▶ **Texte présenté**:
◆ ◆ ◆ ◆ ◆ ◆ ◆
L’ancienne directrice de l’ENA, fille d’instituteurs, Marie-Françoise Bechtel, députée de l’Aisne apparentée au groupe socialiste, livre ici un regard très critique sur le rapport des classes dirigeantes françaises à notre nation. De sa fréquentation des politiques à celle des élèves des grandes écoles, elle a rapporté de nombreuses anecdotes édifiantes.
Face à ça, dans cette période de crise, en France, le peuple se replie sur la nation, et comme on lui interdit d’être fier de son pays, qu’à longueur d’émission de télévision on lui explique que la France est une nation rance et sur le déclin, il prend le mauvais chemin, une mauvaise direction. Tous ces petits messieurs font le jeu du Front national.
Vous venez d’affirmer dans un entretien publié dans l’Expansion que «la spécificité française tient surtout à la détestation des élites envers la nation». Pouvez-vous préciser cette pensée et la justifier par quelques exemples ?
C’est une idée qui me poursuit depuis assez longtemps. Je me souviens l’avoir soutenue pour la première fois dans un entretien accordé à Joseph Macé-Scaron dans le Figaro fin 2000. Je lui avais dit que j’étais très frappée de voir à quel point les élites britanniques étaient fières de leur nation. Aujourd’hui, pour moi, c’est plus que jamais un constat absolu et évident. Les élites françaises ont honte de la France, ce qui n’empêche qu’elles peuvent avoir un comportement extrêmement arrogant, même si cela peut paraître paradoxal. […]
Autre exemple qui m’a été raconté de première main et qui illustre ce mélange de déni et d’arrogance. Dans les négociations européennes de 1997 à 1999, en vue de la conclusion du traité de Nice, Pierre Moscovici, alors ministre délégué aux Affaires européennes, avait traité les petits pays avec une morgue incroyable, coupant la parole aux uns, leur demandant d’abréger leur discours, exigeant que le représentant de la Belgique se taise.
C’est ce même Pierre Moscovici, toute son action le démontre, qui est persuadé que la nation française a disparu, que nous sommes devenus une région de la grande nébuleuse libérale et atlantisée.
Aucune partie de nos élites ne trouve grâce à vos yeux ?
◆ ◆ ◆ ◆ ◆ ◆ ◆
▶ **Données**:
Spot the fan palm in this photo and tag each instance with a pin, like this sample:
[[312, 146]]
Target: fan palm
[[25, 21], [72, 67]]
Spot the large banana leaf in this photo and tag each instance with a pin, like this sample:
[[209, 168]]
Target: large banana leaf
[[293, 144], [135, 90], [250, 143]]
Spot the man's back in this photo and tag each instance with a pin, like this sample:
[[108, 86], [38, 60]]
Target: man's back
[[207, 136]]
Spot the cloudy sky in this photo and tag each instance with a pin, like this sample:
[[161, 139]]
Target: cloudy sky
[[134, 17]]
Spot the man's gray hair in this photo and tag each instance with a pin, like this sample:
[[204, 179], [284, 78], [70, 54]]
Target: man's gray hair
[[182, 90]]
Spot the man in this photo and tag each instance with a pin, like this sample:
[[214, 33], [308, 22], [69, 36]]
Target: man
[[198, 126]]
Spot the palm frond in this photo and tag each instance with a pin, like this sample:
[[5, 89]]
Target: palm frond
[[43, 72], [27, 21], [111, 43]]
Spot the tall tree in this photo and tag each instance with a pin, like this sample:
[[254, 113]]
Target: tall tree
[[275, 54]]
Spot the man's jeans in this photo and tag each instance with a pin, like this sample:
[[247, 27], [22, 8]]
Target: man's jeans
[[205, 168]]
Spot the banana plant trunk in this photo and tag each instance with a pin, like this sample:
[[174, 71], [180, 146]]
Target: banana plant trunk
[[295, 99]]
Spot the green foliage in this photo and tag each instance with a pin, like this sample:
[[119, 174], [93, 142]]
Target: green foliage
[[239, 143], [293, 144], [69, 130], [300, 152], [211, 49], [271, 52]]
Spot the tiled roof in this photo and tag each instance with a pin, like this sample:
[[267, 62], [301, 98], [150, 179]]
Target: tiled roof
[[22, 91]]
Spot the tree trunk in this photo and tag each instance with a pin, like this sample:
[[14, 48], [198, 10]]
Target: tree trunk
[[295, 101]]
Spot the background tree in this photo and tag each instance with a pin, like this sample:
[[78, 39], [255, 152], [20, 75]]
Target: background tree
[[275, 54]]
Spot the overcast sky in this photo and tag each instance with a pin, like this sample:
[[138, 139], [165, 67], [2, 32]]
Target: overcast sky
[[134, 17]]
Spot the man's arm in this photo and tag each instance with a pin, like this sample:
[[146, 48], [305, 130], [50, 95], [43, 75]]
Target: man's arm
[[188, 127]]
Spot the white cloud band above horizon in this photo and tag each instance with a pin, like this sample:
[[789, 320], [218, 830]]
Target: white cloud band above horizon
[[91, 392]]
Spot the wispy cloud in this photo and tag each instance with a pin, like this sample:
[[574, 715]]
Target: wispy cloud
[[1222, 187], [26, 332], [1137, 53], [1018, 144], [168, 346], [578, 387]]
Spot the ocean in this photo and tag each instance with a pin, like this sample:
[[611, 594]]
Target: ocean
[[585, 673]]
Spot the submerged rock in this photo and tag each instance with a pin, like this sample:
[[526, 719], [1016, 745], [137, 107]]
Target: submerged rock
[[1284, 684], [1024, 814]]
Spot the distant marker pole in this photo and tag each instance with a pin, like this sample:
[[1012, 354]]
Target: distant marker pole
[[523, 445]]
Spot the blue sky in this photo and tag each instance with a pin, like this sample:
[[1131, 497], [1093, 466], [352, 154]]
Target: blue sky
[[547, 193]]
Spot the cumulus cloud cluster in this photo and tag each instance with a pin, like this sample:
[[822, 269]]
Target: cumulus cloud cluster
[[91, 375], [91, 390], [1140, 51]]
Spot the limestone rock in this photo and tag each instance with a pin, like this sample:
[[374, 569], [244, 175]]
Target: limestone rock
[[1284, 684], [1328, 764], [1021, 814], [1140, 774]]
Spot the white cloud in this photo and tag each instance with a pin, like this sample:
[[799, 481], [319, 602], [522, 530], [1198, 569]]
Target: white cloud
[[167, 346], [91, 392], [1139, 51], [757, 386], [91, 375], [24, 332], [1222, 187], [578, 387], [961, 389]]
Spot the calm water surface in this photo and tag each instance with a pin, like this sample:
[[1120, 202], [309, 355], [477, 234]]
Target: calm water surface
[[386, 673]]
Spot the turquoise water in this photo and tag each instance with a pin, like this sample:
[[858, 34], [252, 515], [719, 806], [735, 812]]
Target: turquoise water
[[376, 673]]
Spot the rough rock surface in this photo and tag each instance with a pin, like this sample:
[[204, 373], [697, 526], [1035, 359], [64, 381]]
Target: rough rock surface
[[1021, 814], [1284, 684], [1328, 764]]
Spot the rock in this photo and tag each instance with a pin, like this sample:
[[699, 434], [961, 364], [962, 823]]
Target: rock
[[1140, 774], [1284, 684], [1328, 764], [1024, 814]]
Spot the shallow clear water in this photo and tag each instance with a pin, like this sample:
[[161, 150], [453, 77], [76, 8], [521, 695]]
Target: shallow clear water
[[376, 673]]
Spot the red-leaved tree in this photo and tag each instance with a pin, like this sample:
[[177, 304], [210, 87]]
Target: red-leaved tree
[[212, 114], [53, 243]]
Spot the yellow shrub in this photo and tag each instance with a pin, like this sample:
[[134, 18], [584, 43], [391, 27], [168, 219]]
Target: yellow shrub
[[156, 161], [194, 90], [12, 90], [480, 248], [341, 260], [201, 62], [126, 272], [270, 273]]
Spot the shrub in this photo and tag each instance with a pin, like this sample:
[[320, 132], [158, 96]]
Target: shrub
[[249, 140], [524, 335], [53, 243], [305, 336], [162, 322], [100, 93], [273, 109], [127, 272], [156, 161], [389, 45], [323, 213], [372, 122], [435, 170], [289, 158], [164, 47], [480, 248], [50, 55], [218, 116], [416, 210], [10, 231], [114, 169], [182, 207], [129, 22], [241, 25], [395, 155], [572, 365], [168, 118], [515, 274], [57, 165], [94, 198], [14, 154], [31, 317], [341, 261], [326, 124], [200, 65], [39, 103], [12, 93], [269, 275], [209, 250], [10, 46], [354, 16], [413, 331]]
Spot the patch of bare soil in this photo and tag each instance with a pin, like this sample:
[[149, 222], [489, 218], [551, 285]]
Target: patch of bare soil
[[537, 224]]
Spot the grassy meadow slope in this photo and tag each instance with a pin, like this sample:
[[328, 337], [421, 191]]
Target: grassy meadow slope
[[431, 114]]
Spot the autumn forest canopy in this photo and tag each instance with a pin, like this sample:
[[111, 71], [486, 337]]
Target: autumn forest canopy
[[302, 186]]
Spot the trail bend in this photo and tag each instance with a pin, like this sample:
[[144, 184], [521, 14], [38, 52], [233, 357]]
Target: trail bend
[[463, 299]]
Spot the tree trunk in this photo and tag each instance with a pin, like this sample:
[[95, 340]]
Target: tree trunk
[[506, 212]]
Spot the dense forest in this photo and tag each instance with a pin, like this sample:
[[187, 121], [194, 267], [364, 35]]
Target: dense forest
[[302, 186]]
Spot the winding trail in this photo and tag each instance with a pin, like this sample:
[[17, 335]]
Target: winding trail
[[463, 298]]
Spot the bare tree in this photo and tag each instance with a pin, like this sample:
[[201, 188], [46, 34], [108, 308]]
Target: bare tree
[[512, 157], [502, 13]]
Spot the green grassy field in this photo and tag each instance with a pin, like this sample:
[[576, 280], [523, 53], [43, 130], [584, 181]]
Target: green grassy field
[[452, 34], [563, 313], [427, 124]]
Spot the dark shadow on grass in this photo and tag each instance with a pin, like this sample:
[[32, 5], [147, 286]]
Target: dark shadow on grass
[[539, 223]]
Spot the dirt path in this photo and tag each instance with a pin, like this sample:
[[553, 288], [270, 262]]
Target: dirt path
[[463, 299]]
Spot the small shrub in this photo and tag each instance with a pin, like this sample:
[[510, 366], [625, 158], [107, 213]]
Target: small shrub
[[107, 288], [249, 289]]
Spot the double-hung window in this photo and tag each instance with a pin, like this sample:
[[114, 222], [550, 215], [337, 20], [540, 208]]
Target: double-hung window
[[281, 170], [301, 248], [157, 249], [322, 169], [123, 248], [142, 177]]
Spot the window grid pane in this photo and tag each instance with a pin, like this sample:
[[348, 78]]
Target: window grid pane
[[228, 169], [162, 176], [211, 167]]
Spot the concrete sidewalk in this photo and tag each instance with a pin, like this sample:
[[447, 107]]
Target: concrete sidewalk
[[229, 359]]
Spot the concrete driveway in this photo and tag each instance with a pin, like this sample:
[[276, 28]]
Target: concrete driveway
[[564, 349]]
◆ ◆ ◆ ◆ ◆ ◆ ◆
▶ **Consignes**:
**A)** D'après l'entretien sur le rapport des élites françaises à la nation, dans quel journal, à quelle date et auprès de qui Marie-Françoise Bechtel a-t-elle soutenu cette idée pour la première fois ?
**B)** Poursuivez l'entretien sur le rapport des élites françaises à la nation à partir de l'endroit où il s'arrête.

▶ **Réponses**:
**A)** Dans le Figaro, fin 2000, lors d'un entretien accordé à Joseph Macé-Scaron.

**B)**
Je n’ai aucune admiration pour la grande majorité des élites économiques, mais je pense qu’il y a des exceptions. Ainsi, par exemple, Jean-Louis Beffa, l’ancien patron de Saint-Gobain, me semble avoir encore une conscience nationale. En revanche, ce n’est pas du côté des banques qu’il faut chercher. L’épargne française est énorme, 17 % du revenu… Qu’en font-elles ? Rien, ou plutôt rien d’utile à notre pays. […]
Généralement, les hauts fonctionnaires partagent l’idéal européiste angélique et vertueux. Ils ont tous appris que «l’Europe est notre avenir». Sur ce sujet, leur esprit critique est assez peu développé. Ils pensent tous que la France est une affaire dépassée.
Pour conclure, avec de tels propos, ne craignez-vous pas de rejoindre les intellectuels et politiques qui ont été qualifiés de «néocons» par l’hebdomadaire le Point ? Méfiez-vous, vous vous retrouvez en compagnie de Marine Le Pen…
Oublions le ridicule inventaire du Point. Je pense que, si l’on avait davantage écouté Jean-Pierre Chevènement, mieux, si on l’avait élu en 2002, on verrait aujourd’hui ce qu’est la différence entre une conception ouverte, généreuse et patriotique de la nation et le repli frileux, pour ne pas dire infantile, sur des valeurs régressives. Le problème aujourd’hui est de faire comprendre aux Français que la nation bien comprise est source de modernité, non de repliement : mais comment le leur faire comprendre alors que, à gauche comme à droite, l’Europe telle qu’elle dérive est devenue «la grande illusion» ?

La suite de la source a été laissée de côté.